__Source excerpt__
╭──

Saturday, July 16, 2005

Ray's Thought for the Day - I 16, '05

It is very late in the day now and I, Ray having not yet succeeded to a thought have asked Crumby to give me something to think about from the Potential Safety Topic, environmental hazard - Cedars, which is coming up anon. Here's what Paul gave me to think about. "Only some 130 plants (maybe) are mentioned in Scripture, which is not surprising since ordinary people are interested only in a few, whether useful or ornamental." The (maybe) is injected here by the Crumby Ovate.

Paul, the Crumby Ovate says this remark, the one in quotations, is absurd on a number of levels, and Crumby told me to think about that and come up with some of the levels he thinks it's absurd at. So, I Ray in the absence of having any other thoughts, will do just that.

Levels

1) Ordinary people did not write the bible, theologians wrote the bible. So the theologians made a decision that ordinary pople would only be interested in reading about 130 plants. And believe me, I have read through the list of the 130 plants and the #130 is not exactly accurate since many of the plants cited are actually plant derivatives, and the plants they are derived from are the subject of much speculation.

2) For a tousand or two tousand years or maybe twice that only theologians read the bible because they were the only ones that could read.

3) Who the heck are the ordinary people, the village idiots, the harlots and the money lenders? Wasn't the principal occupation in these olden times agricultural/pastoral?

4) It is clear that much of the theological scholoarship regarding biblical flora suffered form the absence of critical review by a few good natural historians, as well as the absence of the Linnaean nomenclature, or its equivalent.

5) The theologians who wrote the bible actually cared about what ordinary people were intereseted in? I thought they were transcribing the word of god.

6) The bible is of no account as a natural history of ancient Palestine because theologians who wrote the bible had little interest in the flora of a country with which they woefully unfamiliar.

Friday, July 15, 2005

Raymone's Word du Jour - Inextricable

Inextricable adj. - forming a maze or tangle from which it is impossible to get free

Why of late have we, the Druidry in these parts, been spelling one myth after another.

╰──

__Exercise objective__
In the blog excerpt, how is the word "inextricable" defined? The entries that come next are not needed.

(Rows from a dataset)
╭──

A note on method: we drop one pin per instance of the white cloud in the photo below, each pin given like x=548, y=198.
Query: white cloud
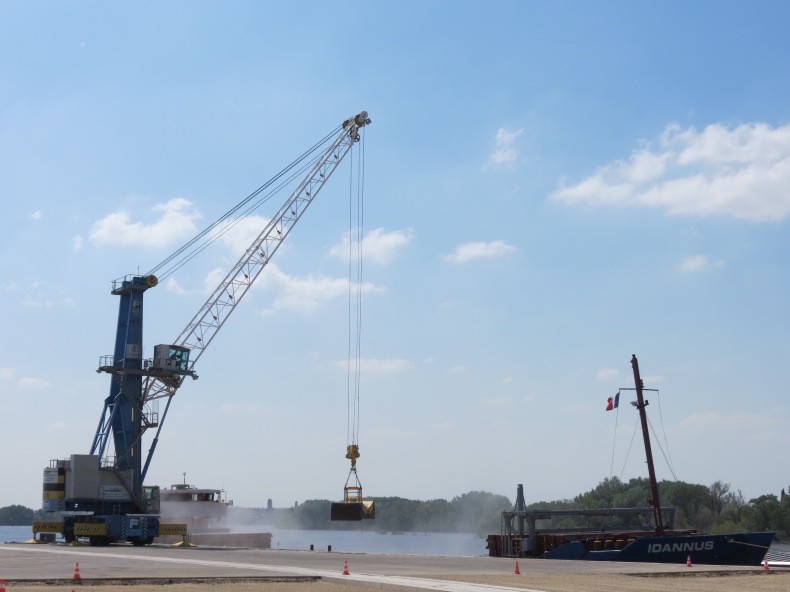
x=378, y=246
x=607, y=374
x=304, y=294
x=740, y=173
x=479, y=250
x=176, y=222
x=697, y=263
x=505, y=153
x=239, y=234
x=32, y=384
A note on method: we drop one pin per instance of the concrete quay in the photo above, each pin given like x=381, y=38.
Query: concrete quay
x=24, y=564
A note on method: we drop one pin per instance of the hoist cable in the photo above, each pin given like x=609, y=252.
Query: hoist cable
x=355, y=236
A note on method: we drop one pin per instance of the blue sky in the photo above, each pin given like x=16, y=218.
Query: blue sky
x=550, y=187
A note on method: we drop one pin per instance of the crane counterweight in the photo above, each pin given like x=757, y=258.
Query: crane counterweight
x=100, y=495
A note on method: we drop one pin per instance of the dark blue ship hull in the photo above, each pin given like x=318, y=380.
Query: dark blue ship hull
x=748, y=548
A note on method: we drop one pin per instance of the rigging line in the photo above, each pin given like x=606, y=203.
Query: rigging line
x=244, y=201
x=664, y=430
x=661, y=448
x=349, y=430
x=360, y=236
x=614, y=439
x=633, y=435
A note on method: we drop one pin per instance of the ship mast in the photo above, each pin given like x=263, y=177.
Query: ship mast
x=641, y=403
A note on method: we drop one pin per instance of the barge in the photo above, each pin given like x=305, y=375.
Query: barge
x=521, y=537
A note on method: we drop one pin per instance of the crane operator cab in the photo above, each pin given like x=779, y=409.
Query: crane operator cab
x=353, y=507
x=171, y=358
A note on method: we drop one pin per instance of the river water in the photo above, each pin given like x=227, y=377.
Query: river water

╰──

__Task solution__
Forming a maze or tangle from which it is impossible to get free.